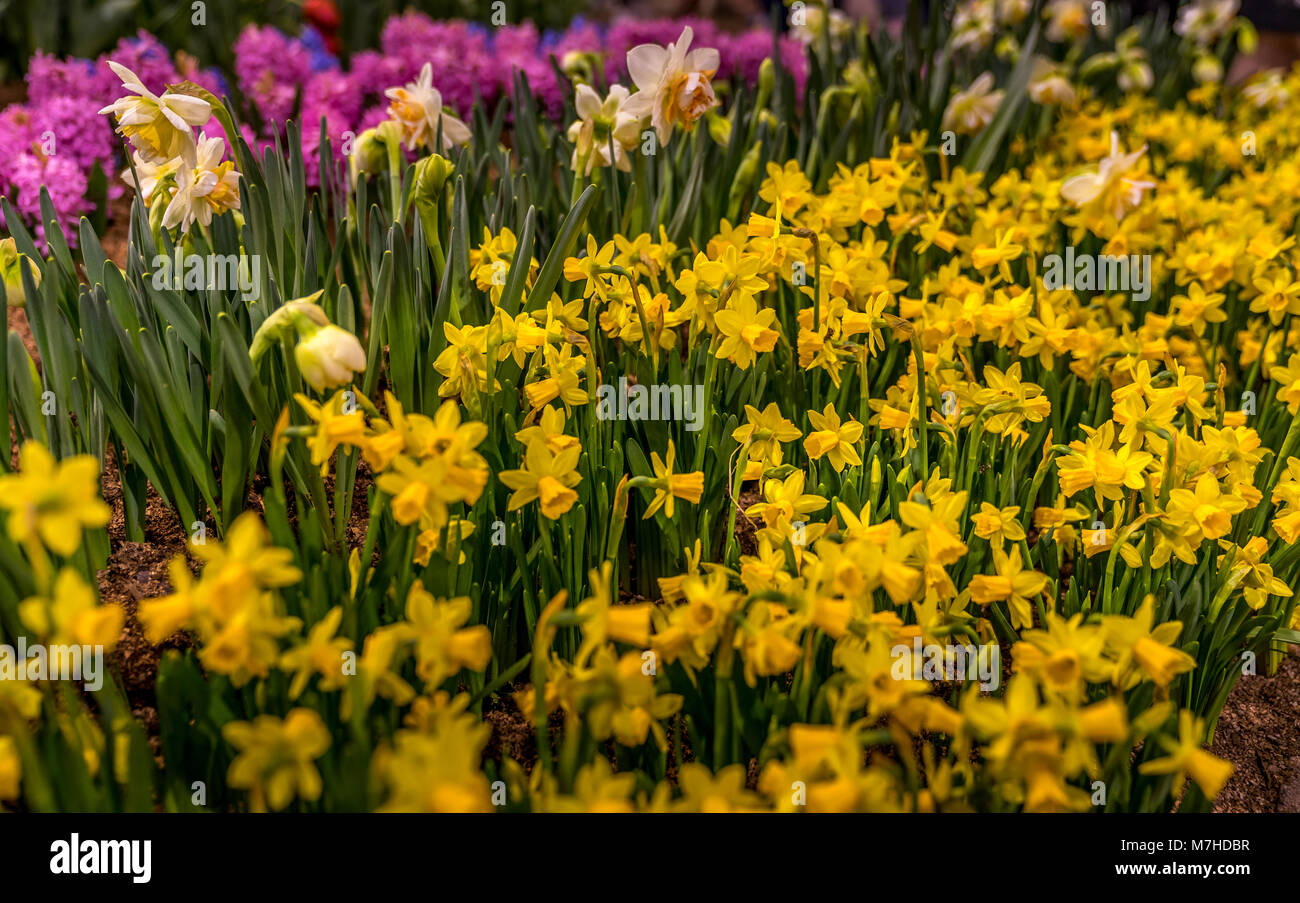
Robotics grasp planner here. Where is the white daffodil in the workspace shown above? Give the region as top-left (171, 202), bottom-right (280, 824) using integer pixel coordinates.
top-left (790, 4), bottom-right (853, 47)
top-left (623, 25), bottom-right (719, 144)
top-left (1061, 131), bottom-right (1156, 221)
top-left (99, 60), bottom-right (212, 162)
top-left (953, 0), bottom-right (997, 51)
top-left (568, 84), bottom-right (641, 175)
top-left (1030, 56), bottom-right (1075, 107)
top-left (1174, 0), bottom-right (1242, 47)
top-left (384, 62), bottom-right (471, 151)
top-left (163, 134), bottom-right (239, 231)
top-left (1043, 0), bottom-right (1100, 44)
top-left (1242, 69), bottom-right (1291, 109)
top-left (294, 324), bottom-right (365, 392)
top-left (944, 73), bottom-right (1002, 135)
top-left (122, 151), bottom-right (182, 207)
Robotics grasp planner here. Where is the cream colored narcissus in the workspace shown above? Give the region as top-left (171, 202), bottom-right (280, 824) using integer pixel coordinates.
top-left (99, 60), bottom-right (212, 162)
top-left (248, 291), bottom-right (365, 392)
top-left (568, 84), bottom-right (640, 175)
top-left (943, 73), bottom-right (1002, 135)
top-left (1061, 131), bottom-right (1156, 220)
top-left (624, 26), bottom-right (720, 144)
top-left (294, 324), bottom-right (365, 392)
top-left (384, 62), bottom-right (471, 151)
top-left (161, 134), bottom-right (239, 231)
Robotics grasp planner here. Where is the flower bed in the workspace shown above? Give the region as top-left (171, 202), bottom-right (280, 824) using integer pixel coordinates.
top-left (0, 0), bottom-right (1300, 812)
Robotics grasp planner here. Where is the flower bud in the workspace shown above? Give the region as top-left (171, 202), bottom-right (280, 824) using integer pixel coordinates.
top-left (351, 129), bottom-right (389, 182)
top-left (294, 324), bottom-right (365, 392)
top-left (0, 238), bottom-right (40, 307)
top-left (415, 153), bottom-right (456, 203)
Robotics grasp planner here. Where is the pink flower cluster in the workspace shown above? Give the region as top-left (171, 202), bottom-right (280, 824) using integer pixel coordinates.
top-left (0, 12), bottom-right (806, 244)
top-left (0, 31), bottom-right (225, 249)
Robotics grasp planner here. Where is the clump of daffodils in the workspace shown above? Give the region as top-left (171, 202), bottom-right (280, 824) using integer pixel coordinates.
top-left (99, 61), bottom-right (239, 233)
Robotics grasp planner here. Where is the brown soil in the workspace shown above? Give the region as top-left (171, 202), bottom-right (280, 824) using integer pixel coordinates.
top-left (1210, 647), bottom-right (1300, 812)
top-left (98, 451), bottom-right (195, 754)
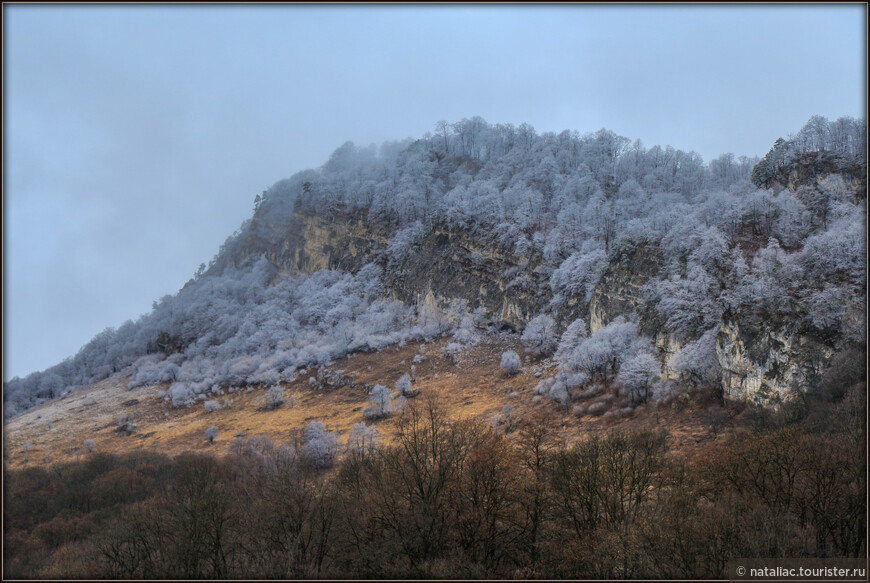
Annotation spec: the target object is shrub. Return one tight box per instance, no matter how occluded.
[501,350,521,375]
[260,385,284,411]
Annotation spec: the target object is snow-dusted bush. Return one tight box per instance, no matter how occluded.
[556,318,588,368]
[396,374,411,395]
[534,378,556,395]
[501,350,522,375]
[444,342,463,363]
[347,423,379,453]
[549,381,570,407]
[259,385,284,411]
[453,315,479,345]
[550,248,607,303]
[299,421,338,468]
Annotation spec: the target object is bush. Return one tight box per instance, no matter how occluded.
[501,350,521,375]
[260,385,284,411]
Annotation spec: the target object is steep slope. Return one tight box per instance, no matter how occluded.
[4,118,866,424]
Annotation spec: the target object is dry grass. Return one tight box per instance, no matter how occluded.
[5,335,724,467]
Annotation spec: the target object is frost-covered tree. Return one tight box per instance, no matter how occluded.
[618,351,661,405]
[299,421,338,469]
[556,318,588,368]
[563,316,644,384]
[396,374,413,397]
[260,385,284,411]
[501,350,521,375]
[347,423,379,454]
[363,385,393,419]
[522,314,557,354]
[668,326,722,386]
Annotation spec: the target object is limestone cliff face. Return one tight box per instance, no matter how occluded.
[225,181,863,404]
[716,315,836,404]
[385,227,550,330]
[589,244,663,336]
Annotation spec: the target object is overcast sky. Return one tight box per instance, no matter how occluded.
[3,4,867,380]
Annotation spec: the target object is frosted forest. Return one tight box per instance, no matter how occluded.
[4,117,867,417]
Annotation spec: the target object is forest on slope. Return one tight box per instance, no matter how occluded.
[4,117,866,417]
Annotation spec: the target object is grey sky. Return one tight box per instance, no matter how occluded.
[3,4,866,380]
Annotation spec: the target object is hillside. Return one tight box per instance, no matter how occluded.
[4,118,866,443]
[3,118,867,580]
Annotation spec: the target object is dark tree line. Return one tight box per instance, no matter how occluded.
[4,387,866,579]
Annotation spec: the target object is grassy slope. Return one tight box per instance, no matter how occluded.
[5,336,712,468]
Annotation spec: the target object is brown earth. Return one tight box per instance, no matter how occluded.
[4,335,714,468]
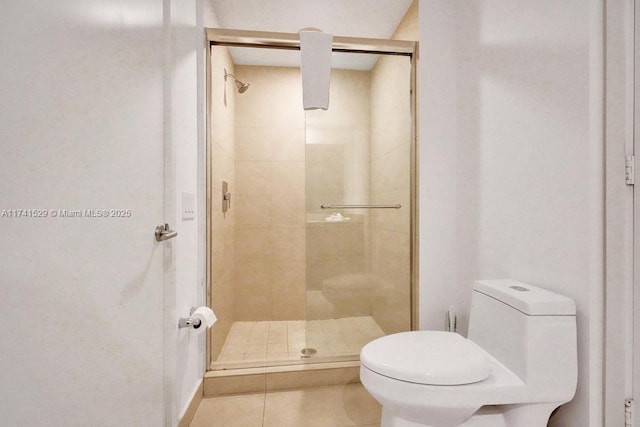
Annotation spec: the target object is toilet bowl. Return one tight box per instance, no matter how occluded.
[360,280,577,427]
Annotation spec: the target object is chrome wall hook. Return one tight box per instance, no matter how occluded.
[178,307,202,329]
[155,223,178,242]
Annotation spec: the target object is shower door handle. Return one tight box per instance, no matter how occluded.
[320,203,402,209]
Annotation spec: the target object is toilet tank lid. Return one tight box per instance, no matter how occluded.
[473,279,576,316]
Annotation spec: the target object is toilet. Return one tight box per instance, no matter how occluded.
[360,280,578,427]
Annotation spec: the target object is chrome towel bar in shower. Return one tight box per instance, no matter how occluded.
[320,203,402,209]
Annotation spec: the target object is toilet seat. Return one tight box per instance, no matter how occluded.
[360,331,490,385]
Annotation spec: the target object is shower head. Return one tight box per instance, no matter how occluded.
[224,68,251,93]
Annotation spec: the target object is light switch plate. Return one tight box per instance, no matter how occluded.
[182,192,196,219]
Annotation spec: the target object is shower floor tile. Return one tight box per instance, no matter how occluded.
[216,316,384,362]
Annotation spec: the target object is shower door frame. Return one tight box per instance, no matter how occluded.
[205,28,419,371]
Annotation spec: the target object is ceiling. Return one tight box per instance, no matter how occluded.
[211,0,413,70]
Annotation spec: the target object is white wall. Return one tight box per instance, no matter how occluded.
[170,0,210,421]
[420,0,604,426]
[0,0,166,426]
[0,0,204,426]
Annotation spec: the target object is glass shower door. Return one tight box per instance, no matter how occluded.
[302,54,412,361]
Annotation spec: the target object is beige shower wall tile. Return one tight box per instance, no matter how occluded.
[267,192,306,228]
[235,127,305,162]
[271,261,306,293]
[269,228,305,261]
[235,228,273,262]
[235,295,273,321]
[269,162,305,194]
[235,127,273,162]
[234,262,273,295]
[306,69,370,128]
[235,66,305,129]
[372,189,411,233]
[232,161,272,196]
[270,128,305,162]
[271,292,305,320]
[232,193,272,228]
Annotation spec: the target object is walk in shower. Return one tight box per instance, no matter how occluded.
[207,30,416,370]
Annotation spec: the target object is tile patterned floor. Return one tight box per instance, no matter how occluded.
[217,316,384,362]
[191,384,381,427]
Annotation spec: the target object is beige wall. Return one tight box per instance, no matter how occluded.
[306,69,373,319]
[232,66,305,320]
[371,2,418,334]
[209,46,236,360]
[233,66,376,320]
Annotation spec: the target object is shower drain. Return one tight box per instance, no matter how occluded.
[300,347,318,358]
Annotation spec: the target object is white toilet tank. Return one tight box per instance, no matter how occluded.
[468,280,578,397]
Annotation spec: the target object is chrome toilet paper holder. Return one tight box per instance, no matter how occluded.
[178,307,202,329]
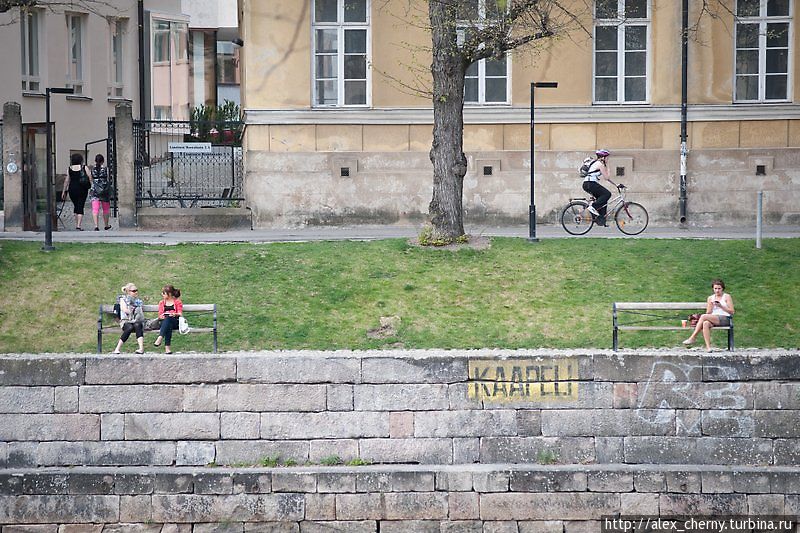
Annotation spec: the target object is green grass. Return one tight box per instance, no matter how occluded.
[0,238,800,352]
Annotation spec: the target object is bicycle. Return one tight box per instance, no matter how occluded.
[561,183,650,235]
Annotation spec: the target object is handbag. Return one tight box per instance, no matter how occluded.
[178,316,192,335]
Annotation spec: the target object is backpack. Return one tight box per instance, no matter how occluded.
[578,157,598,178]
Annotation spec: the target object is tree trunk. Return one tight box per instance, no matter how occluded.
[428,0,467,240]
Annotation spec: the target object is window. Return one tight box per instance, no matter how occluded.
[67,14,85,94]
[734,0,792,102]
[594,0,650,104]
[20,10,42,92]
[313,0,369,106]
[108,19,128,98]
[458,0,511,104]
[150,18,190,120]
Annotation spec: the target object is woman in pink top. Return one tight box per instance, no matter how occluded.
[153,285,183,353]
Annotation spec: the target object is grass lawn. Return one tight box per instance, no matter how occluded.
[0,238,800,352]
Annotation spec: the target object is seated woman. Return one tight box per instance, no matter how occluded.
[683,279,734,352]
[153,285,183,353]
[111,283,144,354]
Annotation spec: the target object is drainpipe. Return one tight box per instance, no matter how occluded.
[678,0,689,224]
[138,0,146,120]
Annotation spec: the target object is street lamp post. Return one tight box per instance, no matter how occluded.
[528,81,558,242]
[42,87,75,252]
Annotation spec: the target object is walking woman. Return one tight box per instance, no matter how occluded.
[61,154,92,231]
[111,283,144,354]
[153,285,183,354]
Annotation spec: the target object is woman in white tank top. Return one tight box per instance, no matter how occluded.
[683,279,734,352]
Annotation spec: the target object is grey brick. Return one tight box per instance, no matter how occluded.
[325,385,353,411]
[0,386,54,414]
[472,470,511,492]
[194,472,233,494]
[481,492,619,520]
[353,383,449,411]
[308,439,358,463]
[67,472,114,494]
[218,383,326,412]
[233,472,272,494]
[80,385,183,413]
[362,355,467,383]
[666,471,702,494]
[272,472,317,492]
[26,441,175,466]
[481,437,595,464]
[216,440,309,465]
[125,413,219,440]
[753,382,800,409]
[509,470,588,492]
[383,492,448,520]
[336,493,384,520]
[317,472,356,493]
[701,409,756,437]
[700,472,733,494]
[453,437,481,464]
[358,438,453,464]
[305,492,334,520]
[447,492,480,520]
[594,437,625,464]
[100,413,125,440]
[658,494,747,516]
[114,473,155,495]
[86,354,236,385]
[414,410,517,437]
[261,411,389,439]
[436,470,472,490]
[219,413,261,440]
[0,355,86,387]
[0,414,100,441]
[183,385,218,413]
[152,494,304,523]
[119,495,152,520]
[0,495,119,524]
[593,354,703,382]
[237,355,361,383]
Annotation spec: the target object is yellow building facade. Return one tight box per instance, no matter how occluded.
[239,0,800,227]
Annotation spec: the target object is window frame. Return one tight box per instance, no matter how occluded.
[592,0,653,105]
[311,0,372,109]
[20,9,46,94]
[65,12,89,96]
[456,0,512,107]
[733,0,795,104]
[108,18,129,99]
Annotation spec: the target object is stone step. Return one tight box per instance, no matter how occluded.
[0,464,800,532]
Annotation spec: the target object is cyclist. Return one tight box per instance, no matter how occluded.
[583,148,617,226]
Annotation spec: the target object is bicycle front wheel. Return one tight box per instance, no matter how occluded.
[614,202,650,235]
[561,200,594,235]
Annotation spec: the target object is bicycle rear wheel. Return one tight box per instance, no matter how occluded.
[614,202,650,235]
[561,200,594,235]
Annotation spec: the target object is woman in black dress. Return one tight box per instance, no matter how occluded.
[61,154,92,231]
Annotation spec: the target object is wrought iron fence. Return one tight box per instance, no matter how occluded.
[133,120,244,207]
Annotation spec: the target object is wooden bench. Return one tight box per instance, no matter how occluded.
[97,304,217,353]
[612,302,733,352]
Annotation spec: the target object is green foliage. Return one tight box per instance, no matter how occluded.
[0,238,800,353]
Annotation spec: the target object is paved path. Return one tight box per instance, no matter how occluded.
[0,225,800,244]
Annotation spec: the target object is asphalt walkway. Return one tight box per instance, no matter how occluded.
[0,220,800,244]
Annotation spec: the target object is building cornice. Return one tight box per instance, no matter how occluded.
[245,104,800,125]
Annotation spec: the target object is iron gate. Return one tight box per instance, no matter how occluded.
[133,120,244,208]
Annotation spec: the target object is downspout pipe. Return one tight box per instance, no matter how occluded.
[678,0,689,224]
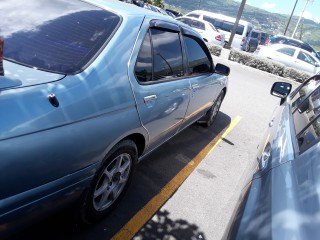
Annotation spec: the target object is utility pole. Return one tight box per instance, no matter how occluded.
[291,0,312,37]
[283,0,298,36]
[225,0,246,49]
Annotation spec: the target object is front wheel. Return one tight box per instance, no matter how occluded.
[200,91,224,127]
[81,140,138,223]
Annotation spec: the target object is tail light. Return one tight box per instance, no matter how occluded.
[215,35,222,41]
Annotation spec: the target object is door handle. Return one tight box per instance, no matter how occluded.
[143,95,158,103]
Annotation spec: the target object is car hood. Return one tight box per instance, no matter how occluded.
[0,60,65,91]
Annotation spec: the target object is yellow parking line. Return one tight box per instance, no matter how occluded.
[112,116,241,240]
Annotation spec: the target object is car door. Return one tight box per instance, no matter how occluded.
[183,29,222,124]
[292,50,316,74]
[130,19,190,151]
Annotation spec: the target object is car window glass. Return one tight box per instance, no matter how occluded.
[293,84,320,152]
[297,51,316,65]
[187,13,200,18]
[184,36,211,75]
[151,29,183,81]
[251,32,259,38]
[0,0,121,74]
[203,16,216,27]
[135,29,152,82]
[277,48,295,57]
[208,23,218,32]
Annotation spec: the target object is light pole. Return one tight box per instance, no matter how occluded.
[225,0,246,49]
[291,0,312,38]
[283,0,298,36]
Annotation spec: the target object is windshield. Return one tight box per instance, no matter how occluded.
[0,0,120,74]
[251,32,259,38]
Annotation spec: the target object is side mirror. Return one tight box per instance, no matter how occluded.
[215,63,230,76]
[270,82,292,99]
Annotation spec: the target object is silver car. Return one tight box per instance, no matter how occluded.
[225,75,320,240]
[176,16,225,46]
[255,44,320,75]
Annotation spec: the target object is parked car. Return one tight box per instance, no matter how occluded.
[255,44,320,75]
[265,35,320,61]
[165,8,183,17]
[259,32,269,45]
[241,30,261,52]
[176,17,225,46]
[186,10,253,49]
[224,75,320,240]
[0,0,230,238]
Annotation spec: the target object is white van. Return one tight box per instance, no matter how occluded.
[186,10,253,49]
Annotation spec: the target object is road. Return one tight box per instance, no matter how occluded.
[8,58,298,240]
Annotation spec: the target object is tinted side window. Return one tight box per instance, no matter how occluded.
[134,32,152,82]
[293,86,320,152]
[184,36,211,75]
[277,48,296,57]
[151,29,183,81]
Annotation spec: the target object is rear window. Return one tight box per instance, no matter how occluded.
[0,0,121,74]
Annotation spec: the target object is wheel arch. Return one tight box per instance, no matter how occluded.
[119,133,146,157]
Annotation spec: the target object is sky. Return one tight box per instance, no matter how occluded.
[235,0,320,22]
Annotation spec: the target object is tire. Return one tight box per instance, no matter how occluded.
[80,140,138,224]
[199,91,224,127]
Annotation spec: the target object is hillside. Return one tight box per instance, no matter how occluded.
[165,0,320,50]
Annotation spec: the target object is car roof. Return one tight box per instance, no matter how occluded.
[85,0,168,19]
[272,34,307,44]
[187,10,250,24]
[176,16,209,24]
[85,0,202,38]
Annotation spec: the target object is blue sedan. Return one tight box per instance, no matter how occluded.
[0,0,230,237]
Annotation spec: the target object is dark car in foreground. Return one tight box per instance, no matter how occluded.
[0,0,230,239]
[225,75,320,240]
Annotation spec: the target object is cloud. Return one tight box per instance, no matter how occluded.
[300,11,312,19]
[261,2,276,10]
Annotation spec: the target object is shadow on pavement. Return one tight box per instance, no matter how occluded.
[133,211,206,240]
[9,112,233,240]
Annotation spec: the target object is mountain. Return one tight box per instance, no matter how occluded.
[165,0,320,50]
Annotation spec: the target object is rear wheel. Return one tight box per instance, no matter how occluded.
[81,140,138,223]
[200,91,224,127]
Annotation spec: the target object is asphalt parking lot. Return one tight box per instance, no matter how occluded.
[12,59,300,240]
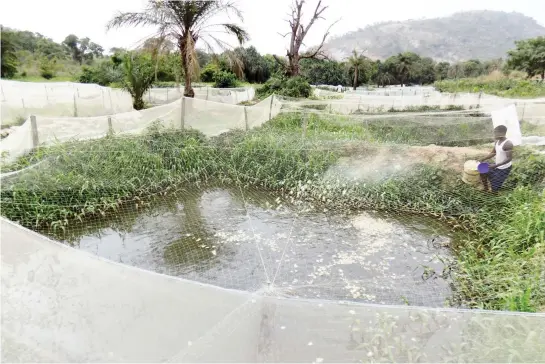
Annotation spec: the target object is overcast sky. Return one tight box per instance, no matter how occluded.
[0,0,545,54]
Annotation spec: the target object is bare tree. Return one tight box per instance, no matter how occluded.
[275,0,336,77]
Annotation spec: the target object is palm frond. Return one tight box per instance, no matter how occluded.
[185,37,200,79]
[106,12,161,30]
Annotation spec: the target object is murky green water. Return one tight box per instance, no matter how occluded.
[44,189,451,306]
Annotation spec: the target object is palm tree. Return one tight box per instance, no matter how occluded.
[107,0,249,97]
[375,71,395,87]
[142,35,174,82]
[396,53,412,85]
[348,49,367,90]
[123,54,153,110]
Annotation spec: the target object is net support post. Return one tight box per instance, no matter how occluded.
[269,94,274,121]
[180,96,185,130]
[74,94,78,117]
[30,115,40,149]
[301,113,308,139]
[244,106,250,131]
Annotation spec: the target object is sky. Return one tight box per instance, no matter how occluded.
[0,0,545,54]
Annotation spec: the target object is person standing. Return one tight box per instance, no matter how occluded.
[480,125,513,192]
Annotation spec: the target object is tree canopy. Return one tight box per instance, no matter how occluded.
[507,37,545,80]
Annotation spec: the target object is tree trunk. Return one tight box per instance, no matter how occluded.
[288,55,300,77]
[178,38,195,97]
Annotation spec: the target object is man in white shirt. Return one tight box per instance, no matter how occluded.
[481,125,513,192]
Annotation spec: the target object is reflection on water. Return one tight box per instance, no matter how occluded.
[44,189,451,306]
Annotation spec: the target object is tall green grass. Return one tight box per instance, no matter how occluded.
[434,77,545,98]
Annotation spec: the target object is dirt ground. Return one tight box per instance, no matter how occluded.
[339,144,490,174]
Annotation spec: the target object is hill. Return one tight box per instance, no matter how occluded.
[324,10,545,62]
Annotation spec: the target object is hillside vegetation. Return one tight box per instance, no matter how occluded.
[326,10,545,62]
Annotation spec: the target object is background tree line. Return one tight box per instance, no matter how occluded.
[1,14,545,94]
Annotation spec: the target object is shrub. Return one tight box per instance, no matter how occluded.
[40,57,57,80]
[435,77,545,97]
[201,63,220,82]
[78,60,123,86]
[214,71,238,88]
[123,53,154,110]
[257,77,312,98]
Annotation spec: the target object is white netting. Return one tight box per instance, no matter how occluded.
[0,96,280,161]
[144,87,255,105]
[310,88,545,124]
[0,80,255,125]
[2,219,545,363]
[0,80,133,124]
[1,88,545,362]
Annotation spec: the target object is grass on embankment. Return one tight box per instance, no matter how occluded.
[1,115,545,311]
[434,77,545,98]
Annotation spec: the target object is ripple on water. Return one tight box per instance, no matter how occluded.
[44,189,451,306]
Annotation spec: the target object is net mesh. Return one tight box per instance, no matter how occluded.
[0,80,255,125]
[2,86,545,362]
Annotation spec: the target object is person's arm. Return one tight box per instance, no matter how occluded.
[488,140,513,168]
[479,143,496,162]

☆ ☆ ☆ ☆ ☆

Exercise brief: Turn the lines above, from the first one through the line containing "top-left (161, 134), bottom-right (239, 231)", into a numbered list. Include both ends, skip blank lines, and leave out the pictures.

Written solution:
1. Robotics grasp planner here. Where is the white daffodil in the workspace shown above? Give the region as top-left (171, 202), bottom-right (280, 824) using integer pixel coordinates.
2. top-left (790, 4), bottom-right (853, 47)
3. top-left (623, 25), bottom-right (719, 144)
4. top-left (1061, 131), bottom-right (1156, 221)
5. top-left (99, 60), bottom-right (212, 162)
6. top-left (953, 0), bottom-right (997, 51)
7. top-left (568, 84), bottom-right (641, 175)
8. top-left (1030, 56), bottom-right (1075, 107)
9. top-left (1174, 0), bottom-right (1242, 47)
10. top-left (384, 62), bottom-right (471, 151)
11. top-left (163, 134), bottom-right (239, 231)
12. top-left (1043, 0), bottom-right (1100, 44)
13. top-left (1242, 69), bottom-right (1291, 109)
14. top-left (294, 324), bottom-right (365, 392)
15. top-left (944, 73), bottom-right (1002, 135)
16. top-left (122, 151), bottom-right (182, 207)
17. Robotics grasp planner here. Where is the cream colored narcissus in the workspace shown above? Give the region as top-left (171, 202), bottom-right (280, 824) using integer pixel coordinates.
18. top-left (99, 60), bottom-right (212, 162)
19. top-left (248, 291), bottom-right (365, 392)
20. top-left (568, 84), bottom-right (640, 175)
21. top-left (943, 73), bottom-right (1002, 135)
22. top-left (1061, 131), bottom-right (1156, 220)
23. top-left (624, 26), bottom-right (720, 144)
24. top-left (294, 324), bottom-right (365, 392)
25. top-left (384, 62), bottom-right (471, 151)
26. top-left (161, 134), bottom-right (239, 231)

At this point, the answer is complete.